Could you repeat the records below exactly, without the pictures?

==== Entries supplied

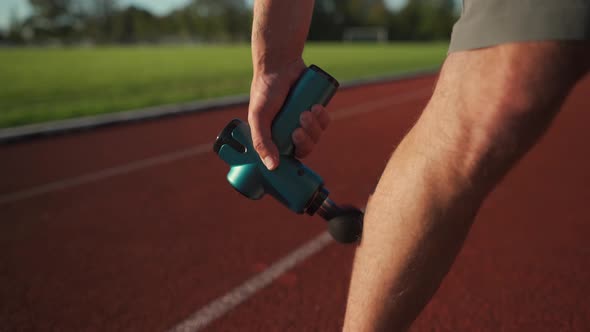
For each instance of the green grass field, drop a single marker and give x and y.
(48, 84)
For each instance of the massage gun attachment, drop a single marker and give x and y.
(292, 183)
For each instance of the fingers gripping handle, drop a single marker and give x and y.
(313, 87)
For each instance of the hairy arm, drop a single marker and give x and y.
(279, 32)
(470, 134)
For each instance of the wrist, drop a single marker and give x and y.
(278, 66)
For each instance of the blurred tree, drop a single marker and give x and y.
(51, 10)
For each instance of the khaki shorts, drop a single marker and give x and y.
(485, 23)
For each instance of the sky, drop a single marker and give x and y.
(22, 9)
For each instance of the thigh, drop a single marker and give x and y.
(523, 75)
(485, 23)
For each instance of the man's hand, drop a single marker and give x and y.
(279, 31)
(267, 95)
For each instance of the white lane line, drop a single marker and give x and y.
(106, 173)
(227, 302)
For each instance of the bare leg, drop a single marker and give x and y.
(489, 107)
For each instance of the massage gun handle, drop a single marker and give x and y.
(313, 87)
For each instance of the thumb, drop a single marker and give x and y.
(260, 125)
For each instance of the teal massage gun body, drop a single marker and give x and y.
(292, 183)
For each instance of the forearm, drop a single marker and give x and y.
(279, 32)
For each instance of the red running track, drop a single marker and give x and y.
(137, 229)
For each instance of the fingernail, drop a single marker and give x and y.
(298, 136)
(269, 162)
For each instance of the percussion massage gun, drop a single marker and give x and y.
(292, 183)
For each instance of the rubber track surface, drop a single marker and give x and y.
(142, 250)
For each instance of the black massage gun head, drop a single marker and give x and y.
(347, 225)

========

**Exercise output:**
For each instance of the green grass field, drop a single marker and give x and y.
(48, 84)
For each instance of the massage gun attachment, drop a single marker and give x and y.
(292, 183)
For each instance of the fingers gripping handle, drop a single marker and give x and y.
(313, 87)
For each instance of the hairy arm, drop a single marker and give x and y.
(279, 32)
(470, 134)
For each instance of the wrist, drop a single marker and give x and y.
(278, 66)
For each instance of the blurred tree, drop a single marker and give x and y.
(51, 10)
For each instance of the khaki shorts, drop a single marker and give x and y.
(485, 23)
For each instance of the sky, drop a single marker and give x and y.
(22, 9)
For each instance of the thigh, drop a single marker and give x and y.
(523, 75)
(485, 23)
For each instance of the man's hand, drop a single marker and give x and y.
(279, 31)
(267, 95)
For each instance of the white lane line, drop a single marker and give x and y.
(106, 173)
(227, 302)
For each instance of the bare leg, drop a single marker and give x and y.
(489, 107)
For each instance of the massage gun handle, drop a single marker and give x and y.
(313, 87)
For each instance of the thumb, drop a single marker and give x and y.
(260, 125)
For each instance of the teal massage gun body, drop a single marker and give x and y.
(292, 183)
For each instance of the forearm, drop a single marker and give x and y.
(279, 32)
For each instance of the red running track, drop a single marker and give x and y.
(137, 229)
For each instance of the fingernail, drop a single marker and give x and y.
(298, 136)
(269, 162)
For each instance of the percussion massage gun, drop a single marker and give x and y.
(292, 183)
For each instance of the rubber track surface, drop a single marker and give x and y.
(142, 250)
For each instance of the black massage gun head, drop a single marker and give x and y.
(347, 225)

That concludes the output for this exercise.